- [TO BE DONE]: Convert the items from the line holding "Shelf-audit task: drop a dot on every instance of the trouser" through the end of the items, inclusive, into a two-column CSV with the headers instruction and points. Give one row per item, with its text and its answer each in one quoted field and line breaks turned into spaces.

┌────────

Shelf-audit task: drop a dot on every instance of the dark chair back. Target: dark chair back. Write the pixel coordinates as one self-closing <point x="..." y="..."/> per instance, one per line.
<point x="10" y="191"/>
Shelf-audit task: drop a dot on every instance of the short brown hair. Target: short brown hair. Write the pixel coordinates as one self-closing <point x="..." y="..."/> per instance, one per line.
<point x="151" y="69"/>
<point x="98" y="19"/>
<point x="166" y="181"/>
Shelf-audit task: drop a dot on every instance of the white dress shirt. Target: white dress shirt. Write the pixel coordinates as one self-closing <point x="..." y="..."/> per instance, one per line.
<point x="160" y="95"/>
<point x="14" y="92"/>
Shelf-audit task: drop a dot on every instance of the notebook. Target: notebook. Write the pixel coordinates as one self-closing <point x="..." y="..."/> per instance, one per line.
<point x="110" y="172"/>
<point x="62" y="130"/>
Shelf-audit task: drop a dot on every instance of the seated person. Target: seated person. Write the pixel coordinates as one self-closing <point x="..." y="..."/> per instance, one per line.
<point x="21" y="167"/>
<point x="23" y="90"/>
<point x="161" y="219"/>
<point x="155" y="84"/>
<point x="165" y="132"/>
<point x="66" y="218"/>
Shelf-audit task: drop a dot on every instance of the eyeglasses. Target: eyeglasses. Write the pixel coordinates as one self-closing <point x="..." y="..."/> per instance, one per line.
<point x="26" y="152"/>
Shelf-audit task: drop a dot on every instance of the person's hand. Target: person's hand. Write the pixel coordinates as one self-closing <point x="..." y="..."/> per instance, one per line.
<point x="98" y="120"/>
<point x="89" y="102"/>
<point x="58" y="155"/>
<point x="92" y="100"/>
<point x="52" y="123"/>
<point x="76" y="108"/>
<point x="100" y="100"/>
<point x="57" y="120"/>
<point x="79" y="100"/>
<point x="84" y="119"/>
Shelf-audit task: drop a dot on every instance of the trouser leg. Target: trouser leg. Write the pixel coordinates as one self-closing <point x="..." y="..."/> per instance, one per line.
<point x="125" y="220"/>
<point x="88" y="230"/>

└────────

- [TASK ANSWER]:
instruction,points
"Shelf-audit task: drop a dot on every instance of the trouser leg. Target: trouser leg. Write the pixel coordinates as one self-closing <point x=""..."" y=""...""/> per instance, one per line.","<point x=""125"" y=""220""/> <point x=""88"" y=""230""/>"